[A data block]
+ + +

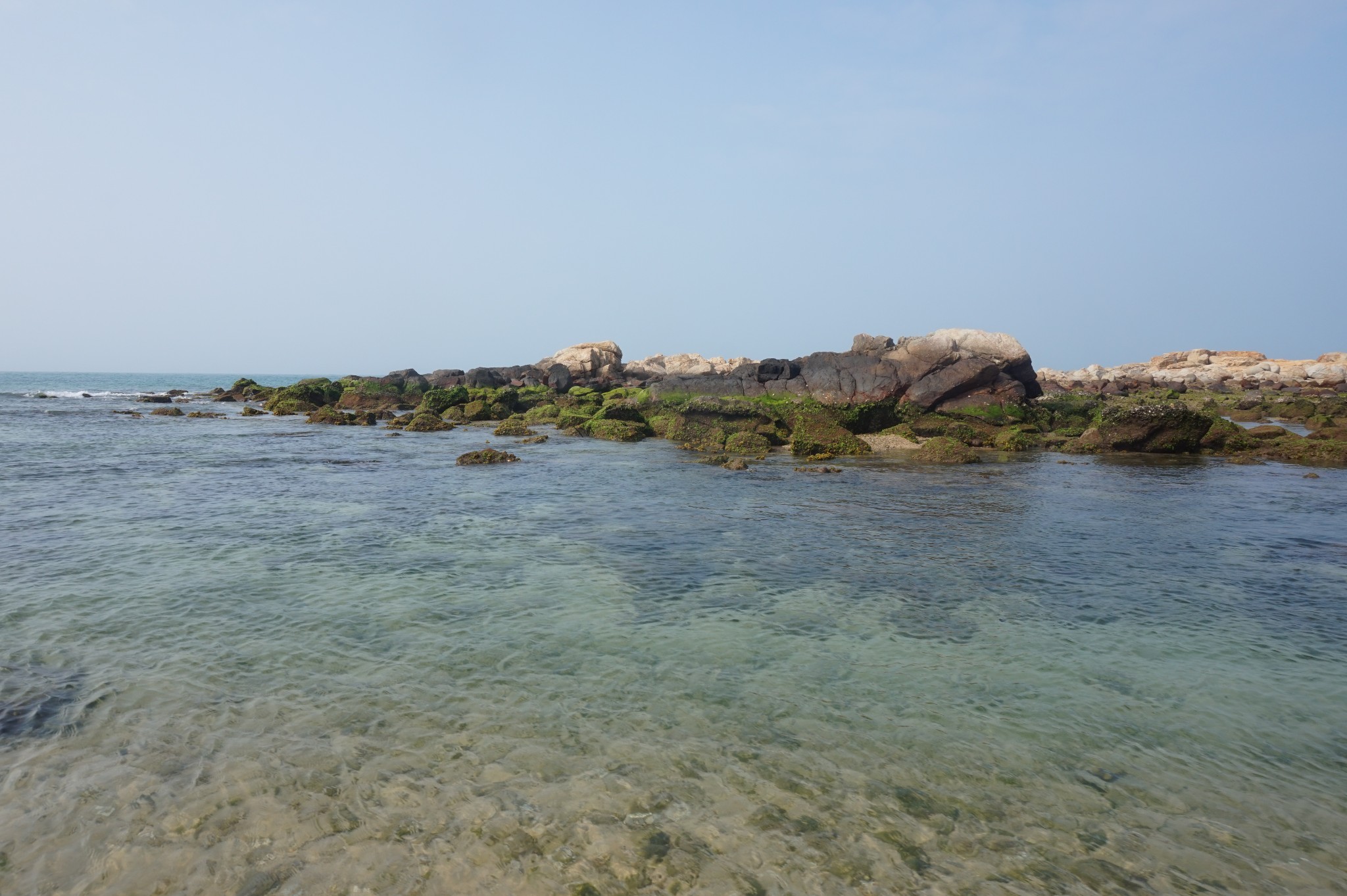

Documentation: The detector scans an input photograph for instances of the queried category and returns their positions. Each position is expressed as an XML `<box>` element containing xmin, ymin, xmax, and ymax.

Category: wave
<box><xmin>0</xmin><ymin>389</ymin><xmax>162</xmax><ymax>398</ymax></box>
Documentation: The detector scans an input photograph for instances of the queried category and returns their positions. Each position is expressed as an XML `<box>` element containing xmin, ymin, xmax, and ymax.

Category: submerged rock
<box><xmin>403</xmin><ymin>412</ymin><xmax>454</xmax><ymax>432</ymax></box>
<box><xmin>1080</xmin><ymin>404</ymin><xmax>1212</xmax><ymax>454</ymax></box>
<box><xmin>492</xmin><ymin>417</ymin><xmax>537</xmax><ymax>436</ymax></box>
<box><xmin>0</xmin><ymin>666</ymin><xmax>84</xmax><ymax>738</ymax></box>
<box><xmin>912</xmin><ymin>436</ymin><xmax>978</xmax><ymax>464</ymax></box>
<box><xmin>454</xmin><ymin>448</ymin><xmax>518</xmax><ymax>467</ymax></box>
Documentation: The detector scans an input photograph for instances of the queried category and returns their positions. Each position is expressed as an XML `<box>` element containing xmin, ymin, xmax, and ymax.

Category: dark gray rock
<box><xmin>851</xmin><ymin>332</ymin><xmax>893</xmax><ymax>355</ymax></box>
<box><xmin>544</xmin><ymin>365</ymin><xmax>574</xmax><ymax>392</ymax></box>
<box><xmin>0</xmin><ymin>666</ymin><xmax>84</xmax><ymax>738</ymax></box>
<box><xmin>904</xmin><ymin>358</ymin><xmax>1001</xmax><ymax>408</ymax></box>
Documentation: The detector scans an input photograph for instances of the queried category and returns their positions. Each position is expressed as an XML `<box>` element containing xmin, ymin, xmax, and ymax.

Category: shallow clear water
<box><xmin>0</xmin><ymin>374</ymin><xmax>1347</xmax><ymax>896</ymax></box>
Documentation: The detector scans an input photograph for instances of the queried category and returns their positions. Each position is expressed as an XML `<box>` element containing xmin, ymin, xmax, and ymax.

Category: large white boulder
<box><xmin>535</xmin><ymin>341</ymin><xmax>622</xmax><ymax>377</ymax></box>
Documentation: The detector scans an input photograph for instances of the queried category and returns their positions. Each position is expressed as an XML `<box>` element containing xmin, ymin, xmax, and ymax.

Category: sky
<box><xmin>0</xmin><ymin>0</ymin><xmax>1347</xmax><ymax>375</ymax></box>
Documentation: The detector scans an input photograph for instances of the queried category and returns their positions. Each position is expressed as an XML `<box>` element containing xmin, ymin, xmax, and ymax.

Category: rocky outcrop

+ + +

Print the lines of the listing above, starting at its beginning and ending with the line that contains "Category: wave". Leave the pictures out of your answer.

→ EXERCISE RESPONSE:
Documentation: The detector scans an input photograph for instances of the queried category and returns their positions. Each position is expressed as an XML `<box>` element containing xmin, ymin, xmax, and ymax.

Category: wave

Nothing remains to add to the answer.